-- Begin Records supplied --
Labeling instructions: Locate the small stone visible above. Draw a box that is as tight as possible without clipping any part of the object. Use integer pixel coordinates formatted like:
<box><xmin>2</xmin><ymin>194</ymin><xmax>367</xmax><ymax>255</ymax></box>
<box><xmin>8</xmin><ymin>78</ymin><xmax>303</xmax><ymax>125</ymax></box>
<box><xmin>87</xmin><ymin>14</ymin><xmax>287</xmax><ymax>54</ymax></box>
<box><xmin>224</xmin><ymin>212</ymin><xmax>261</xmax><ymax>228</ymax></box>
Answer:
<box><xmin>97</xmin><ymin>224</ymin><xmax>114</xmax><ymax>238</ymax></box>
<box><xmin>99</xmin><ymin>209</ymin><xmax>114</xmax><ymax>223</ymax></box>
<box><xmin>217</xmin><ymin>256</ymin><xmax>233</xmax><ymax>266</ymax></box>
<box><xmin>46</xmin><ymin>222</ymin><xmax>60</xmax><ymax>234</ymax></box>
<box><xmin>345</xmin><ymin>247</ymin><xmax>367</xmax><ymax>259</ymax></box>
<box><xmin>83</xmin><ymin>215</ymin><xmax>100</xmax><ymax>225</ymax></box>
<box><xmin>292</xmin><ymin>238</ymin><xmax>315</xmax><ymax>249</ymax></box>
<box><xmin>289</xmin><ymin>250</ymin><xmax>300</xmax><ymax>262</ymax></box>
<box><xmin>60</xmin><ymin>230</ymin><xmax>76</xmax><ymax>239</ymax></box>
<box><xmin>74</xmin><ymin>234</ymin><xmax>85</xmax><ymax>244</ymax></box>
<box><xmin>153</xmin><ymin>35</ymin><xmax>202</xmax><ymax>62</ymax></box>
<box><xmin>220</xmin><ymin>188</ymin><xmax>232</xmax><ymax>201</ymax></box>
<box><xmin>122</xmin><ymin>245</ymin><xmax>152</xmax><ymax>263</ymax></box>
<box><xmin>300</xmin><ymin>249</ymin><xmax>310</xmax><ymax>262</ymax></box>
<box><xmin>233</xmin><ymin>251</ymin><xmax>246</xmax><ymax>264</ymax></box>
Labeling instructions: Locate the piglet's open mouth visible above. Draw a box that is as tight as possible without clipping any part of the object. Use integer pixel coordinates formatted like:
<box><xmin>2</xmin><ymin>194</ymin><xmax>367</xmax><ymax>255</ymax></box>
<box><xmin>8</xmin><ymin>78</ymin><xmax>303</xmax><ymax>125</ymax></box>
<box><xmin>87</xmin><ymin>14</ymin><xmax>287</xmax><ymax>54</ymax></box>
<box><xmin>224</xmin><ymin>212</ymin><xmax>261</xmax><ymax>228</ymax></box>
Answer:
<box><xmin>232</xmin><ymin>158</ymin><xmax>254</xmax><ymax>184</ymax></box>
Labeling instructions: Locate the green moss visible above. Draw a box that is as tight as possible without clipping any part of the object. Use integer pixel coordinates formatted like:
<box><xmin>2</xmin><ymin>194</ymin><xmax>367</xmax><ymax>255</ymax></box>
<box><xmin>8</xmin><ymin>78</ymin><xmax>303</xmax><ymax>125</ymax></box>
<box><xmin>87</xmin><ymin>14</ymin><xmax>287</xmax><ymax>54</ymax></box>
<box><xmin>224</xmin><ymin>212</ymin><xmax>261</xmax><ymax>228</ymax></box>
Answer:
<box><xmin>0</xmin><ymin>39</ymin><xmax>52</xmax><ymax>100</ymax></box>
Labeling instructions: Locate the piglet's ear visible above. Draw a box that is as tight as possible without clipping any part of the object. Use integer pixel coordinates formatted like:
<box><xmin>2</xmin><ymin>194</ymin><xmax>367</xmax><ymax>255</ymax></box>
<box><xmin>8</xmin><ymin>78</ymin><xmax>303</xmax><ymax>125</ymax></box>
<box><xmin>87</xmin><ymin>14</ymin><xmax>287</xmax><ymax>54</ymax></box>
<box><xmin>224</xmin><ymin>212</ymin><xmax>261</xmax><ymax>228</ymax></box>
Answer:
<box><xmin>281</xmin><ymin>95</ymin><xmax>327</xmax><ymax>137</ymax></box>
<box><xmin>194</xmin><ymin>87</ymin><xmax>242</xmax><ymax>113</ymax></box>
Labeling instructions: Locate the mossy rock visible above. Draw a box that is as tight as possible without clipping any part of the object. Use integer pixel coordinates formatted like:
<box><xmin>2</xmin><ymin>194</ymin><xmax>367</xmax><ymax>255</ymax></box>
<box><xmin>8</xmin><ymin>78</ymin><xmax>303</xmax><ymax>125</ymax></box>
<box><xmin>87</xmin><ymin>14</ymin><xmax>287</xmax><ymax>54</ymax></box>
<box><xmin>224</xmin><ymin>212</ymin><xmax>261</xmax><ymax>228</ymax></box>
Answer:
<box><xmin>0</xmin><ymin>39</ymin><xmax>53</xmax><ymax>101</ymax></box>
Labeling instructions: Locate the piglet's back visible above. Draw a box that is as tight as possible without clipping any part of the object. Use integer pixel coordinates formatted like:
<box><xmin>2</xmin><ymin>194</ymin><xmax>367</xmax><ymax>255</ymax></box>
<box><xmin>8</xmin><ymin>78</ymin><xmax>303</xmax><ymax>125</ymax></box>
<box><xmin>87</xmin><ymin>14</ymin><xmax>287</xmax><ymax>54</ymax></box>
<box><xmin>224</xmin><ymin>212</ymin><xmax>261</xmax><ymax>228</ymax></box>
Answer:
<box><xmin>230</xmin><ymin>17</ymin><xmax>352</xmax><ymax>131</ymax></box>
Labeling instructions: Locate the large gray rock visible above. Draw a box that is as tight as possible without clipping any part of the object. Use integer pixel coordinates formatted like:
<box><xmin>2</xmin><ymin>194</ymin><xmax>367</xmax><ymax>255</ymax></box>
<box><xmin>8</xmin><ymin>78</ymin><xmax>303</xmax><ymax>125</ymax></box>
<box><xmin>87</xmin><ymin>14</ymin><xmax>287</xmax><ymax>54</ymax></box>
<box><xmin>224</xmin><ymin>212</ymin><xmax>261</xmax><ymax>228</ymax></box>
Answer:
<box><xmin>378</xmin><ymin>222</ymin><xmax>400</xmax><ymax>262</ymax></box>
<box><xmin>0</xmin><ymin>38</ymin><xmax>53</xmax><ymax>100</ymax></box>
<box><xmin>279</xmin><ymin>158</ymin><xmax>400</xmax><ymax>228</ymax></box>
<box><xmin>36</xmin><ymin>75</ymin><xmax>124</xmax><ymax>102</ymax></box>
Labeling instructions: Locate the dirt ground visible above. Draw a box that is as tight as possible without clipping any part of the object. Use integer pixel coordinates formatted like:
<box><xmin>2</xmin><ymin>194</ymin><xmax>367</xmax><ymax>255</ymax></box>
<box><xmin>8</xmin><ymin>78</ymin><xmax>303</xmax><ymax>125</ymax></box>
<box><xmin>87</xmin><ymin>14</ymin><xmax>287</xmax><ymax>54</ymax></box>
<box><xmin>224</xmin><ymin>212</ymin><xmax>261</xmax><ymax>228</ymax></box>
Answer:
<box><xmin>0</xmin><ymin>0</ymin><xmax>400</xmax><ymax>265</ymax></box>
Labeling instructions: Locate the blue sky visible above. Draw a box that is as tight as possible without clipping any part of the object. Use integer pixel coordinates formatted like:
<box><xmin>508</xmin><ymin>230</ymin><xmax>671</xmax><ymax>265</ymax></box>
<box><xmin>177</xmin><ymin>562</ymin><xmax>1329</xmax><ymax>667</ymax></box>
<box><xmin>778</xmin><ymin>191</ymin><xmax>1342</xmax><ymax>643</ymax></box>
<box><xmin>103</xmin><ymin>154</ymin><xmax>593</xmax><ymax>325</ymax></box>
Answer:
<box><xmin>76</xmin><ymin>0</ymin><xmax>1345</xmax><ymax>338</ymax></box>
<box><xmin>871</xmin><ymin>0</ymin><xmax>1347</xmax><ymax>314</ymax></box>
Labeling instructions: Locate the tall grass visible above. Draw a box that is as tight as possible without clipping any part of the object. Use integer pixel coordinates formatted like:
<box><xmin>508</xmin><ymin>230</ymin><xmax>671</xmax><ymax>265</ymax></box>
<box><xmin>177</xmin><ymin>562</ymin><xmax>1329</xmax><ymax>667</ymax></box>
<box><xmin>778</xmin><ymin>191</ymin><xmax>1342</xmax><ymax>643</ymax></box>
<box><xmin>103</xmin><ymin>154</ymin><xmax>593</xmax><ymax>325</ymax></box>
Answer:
-- End Records supplied --
What you will do
Which lines in the material above contain the word "piglet"? Copy each of those lines in full, treating uppercase and lowercase letters as different.

Final answer
Labeling instructions: Locate the piglet's open mouth visible above. Draw a box that is as tight as possible without clipping any part of the object. Use integer pixel coordinates formatted like:
Labeling instructions: Locate the piglet's ear visible above. Draw a box that is as tight as possible without clipping any part of the object. Use integer pixel coordinates formatted like:
Labeling instructions: Locate the piglet's back visible above. Draw a box that is as tight as possible without clipping any part of the object. Use integer pixel coordinates formatted like:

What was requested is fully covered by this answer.